◆ **Exercise instructions**:
a) From the VaYetze commentary, list every human character of the biblical story who is named in the paragraph beginning "I would like to focus".
b) Answer these questions from the VaYetze commentary, one per line:
(i) How many sedrot in the Torah have no breaks within them?
(ii) Which of Leah's first four children has a name that reflects contentment with her lot?
(iii) What had Reuven gathered that Rachel asked Leah to share?
c) Sum up the VaYetze commentary in two sentences.

◆ **Passage given**:
****************

Parshat VaYetze is one of only two sedrot in the Torah which have no breaks – stumot or petuchot – within them. On the most basic level, we can infer from this that the entire narrative in this week’s parsha, from Yaakov’s flight from his brother’s wrath at the beginning, to his flight from Lavan’s wrath and return to Eretz Yisrael, are all linked together. (For an interesting look at the parallels between the different parts of the story, see Iyunim B’Parshat HaShavua by Rabbi Elchanan Samet). This fact creates a different perspective when looking at a given aspect of the story. Rather than relating to a group of passukim as a discrete unit, we must remain cognizant of its position within the entire story.
I would like to focus on the passukim (29:31- 30:24) which describe the birth of Yaakov’s sons, the reaction of Rachel to her continued childlessness even as her sister, Leah, is blessed with children, and the continuing competition between Leah and Rachel. In light of our opening observation, it is very easy to see how these passukim are connected to the previous piece of the story. The Torah tells us that Hashem sees that Leah was hated, and therefore he opened her womb even as Rachel was barren. Each of her first three children receive names which reflect Leah’s difficult relationship with her husband, while only the fourth (Yehuda) reflects contentment with her lot. At the same time Rachel becomes increasingly frustrated with her lack of children and demands that Yaakov do something. Yaakov’s seemingly brusque response has an apparently sobering effect on Rachel, and she opts to give her maidservant to Yaakov as a wife in order that she (Rachel) too will be a partner in Yaakov’s growing family. The names that Rachel chooses also reflect her anxiety and sense of competition with her sister. Leah’s decision to give her maidservant to Yaakov is only the next step in this spiraling competition (see the Ramban, who struggles to explain why Leah would offer her maid servant to Yaakov), and the names she now chooses are reflective of her sense of confidence as the mother of the lion’s share of Yaakov’s children. But this confidence is not secure, as we see in the next sequence of children. First, we see her bitter response to Rachel’s request that Leah share with her the flowers (dudaim) that Reuven had gathered. Is the fact that you have taken my husband not sufficient, she asks? And even after the birth of her sixth son, Zevulun, we see the name chosen reflects a hope that finally now Yaakov will see her as his primary wife and companion. Finally, the birth of Yosef seems not to assuage Rachel’s own unhappiness but rather to increase it. “Hashem has gathered up my shame” (that people will no longer speak disparagingly of her due to her childlessness, see the Ramban), “Hashem should add another son for me”.
Even before we see how the various midrashim and commentators approach this story, we can not help but be struck by the pathos that the simple pshat of the narrative brings forth. One sister, scorned and despised, for whom bearing of children becomes a vehicle to try and win her husband’s love and affection. And the other sister, despite the love that she receives, views herself as inadequate precisely because she is incapable of bearing children.
What is striking is that side by side with those commentaries (and a Gemara, as we will see in a moment), which view the story in a less harsh light than we have drawn here there are many prominent commentators who insist on hewing to the simple pshat in the passukim.

****************

◆ **Listed records**:
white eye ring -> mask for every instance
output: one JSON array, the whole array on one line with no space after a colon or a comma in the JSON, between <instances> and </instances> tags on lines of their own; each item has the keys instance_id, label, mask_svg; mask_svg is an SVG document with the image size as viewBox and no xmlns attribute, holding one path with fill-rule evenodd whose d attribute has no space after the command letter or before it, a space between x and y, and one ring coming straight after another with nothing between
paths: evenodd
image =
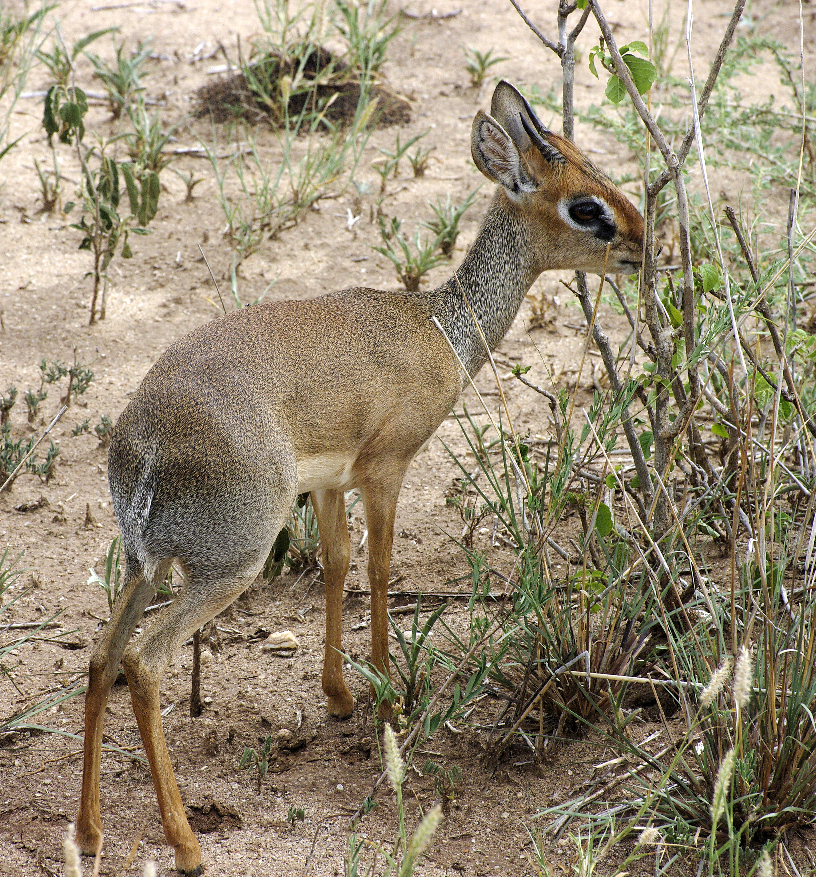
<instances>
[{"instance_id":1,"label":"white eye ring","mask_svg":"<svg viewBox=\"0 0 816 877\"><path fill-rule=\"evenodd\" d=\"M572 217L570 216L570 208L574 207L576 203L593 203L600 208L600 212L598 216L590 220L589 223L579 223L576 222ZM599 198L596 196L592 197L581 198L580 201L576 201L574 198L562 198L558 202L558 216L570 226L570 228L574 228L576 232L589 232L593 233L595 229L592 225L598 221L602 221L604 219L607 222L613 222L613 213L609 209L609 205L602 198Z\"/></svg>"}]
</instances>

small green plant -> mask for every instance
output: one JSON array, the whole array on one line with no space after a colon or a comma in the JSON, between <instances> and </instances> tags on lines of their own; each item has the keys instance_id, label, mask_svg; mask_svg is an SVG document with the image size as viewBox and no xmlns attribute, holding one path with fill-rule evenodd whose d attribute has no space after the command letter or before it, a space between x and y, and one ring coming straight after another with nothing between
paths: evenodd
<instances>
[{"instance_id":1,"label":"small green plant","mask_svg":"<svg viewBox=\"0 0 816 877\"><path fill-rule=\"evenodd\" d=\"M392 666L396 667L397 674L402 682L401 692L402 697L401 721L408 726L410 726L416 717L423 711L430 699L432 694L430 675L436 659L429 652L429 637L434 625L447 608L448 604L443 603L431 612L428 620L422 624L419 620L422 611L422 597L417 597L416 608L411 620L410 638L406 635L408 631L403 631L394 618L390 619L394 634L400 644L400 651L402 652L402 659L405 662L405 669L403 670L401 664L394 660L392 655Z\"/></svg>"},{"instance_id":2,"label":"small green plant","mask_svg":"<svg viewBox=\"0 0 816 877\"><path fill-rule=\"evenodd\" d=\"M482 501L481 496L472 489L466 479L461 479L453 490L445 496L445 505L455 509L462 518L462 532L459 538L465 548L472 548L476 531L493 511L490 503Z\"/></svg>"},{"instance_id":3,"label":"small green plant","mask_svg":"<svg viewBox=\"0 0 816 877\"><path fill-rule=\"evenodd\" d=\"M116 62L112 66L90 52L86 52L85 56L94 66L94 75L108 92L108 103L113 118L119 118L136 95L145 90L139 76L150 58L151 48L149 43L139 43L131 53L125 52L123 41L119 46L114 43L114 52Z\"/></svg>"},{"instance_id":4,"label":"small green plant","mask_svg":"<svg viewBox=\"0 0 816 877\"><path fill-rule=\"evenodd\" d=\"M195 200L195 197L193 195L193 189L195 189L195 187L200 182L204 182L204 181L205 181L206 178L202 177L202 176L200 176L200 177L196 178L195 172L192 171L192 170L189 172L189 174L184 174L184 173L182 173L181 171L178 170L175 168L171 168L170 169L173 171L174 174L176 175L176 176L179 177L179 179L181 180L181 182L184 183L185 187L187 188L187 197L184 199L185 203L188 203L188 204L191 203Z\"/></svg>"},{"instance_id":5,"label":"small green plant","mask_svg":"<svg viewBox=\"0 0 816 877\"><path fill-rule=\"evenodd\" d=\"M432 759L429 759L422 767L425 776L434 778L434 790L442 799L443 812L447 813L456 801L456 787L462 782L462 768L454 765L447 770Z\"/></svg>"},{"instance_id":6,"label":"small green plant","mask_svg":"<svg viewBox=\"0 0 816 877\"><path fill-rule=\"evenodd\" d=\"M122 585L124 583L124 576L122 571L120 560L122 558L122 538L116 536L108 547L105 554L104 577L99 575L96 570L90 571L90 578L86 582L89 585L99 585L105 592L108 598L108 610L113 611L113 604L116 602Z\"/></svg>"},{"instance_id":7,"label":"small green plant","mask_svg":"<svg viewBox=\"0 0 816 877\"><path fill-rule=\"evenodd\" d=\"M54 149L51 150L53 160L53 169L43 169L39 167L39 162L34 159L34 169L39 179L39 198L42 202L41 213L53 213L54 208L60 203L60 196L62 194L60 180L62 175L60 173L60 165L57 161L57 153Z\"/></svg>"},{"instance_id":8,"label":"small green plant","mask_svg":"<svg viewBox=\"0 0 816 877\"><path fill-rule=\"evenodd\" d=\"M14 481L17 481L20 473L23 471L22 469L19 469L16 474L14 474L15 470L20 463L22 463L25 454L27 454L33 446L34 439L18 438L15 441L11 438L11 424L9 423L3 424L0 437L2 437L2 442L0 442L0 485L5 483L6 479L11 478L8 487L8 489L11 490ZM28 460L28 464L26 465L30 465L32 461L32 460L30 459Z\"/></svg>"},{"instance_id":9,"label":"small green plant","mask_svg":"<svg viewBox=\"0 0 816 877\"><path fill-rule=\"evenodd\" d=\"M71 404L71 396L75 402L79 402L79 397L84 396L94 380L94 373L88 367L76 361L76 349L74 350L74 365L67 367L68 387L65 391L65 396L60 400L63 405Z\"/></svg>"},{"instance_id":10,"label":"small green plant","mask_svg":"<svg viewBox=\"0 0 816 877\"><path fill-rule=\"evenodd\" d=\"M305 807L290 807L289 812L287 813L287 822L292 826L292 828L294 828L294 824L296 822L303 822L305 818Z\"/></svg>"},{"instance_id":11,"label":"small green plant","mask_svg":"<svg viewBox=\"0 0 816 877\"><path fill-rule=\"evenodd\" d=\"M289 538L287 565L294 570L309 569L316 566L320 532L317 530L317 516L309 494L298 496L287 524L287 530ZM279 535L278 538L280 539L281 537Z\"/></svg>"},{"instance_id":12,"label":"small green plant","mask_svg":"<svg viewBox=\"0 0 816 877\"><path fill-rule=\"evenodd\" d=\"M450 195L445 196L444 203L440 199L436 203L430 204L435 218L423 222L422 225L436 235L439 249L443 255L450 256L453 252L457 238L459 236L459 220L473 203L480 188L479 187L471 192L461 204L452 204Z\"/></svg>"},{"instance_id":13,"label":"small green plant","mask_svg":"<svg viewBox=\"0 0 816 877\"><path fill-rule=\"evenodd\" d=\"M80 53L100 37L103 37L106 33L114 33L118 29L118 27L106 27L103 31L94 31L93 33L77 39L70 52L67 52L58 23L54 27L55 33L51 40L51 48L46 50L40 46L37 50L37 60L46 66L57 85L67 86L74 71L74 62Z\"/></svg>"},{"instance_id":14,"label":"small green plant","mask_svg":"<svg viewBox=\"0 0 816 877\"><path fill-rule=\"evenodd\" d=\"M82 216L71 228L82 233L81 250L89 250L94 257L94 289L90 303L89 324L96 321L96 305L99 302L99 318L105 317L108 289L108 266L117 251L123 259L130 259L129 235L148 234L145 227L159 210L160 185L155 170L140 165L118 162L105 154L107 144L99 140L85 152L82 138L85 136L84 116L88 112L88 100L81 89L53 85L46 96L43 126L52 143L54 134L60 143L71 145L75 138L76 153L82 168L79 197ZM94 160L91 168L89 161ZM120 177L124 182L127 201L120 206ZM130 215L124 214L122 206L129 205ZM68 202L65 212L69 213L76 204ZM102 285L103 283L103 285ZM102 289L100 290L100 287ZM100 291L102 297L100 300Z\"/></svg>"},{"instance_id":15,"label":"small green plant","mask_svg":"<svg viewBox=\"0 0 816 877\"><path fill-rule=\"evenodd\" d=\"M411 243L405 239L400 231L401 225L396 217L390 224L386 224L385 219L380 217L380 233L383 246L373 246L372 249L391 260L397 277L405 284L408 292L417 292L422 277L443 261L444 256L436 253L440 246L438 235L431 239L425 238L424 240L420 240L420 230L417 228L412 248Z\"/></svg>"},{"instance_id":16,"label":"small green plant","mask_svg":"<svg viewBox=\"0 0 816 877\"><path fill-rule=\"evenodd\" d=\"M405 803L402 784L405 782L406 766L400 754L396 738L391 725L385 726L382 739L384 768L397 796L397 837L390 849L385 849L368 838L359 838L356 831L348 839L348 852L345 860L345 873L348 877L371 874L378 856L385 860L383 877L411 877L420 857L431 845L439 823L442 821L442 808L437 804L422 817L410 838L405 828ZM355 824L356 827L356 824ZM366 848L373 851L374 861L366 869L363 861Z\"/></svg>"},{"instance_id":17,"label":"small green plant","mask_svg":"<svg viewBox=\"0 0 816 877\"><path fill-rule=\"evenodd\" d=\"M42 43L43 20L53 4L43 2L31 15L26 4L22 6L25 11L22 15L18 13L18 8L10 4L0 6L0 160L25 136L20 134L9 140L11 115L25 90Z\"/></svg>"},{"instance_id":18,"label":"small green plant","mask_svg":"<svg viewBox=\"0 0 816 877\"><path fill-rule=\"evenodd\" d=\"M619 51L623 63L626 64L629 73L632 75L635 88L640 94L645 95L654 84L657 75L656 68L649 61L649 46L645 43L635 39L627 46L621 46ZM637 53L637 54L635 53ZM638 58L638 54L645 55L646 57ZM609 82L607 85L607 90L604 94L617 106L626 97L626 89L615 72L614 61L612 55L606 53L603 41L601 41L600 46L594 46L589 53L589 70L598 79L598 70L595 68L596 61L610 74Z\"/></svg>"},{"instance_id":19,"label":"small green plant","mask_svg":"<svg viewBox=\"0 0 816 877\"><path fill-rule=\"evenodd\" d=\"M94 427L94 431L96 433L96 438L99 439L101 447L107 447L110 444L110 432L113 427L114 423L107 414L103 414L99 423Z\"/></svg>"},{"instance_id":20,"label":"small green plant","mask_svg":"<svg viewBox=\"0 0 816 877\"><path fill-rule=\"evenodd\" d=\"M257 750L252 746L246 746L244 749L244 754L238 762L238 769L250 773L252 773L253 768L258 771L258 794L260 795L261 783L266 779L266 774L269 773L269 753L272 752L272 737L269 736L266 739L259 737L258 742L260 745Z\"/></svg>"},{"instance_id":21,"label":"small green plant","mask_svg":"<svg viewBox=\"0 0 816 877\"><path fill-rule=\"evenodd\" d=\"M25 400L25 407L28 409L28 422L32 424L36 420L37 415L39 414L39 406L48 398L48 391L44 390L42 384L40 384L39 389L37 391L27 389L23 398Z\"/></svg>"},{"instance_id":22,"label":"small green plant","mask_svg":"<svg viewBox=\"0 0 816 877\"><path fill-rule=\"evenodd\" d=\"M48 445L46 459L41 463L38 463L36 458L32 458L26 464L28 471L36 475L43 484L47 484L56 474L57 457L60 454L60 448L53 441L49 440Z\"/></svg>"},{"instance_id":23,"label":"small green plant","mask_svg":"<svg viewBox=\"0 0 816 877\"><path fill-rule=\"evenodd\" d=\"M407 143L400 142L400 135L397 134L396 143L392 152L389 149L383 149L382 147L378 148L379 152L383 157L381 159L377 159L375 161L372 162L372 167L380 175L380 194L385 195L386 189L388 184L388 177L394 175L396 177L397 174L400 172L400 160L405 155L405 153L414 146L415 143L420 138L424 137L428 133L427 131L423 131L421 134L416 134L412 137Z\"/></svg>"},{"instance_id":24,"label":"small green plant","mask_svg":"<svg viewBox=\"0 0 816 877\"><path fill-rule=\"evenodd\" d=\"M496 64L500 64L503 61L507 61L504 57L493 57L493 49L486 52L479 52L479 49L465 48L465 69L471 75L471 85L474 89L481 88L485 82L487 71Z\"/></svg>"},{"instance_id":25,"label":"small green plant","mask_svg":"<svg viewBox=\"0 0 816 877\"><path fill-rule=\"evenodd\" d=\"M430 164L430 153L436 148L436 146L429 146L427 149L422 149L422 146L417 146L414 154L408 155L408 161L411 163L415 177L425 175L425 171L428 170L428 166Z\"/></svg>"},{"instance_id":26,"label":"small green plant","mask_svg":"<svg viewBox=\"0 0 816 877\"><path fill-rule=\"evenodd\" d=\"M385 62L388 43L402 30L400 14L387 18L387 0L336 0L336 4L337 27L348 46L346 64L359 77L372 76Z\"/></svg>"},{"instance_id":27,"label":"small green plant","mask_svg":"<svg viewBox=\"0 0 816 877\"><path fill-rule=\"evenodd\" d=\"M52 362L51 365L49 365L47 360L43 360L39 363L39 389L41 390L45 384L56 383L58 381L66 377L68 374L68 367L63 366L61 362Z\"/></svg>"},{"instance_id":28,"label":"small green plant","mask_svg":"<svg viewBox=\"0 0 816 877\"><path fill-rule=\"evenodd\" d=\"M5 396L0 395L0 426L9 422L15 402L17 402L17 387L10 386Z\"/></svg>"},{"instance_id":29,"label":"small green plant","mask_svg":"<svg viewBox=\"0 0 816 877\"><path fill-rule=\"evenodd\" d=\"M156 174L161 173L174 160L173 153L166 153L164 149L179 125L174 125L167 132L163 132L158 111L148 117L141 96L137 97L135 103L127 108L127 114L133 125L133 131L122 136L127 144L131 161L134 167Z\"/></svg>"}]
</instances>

****************

◆ **Final results**:
a) Yaakov, Leah, Rachel, Yehuda, Reuven, Zevulun, Yosef

b)
(i) Two
(ii) Yehuda
(iii) Flowers (dudaim)

c) Because Parshat VaYetze has no breaks, its whole story is linked, so the passage on the births of Yaakov's sons has to be read as part of the whole, and it shows a growing competition between Leah and Rachel. The plain reading brings out the pathos of one sister who is scorned and bears children to win her husband's love, and another who is loved but feels inadequate because she cannot bear children.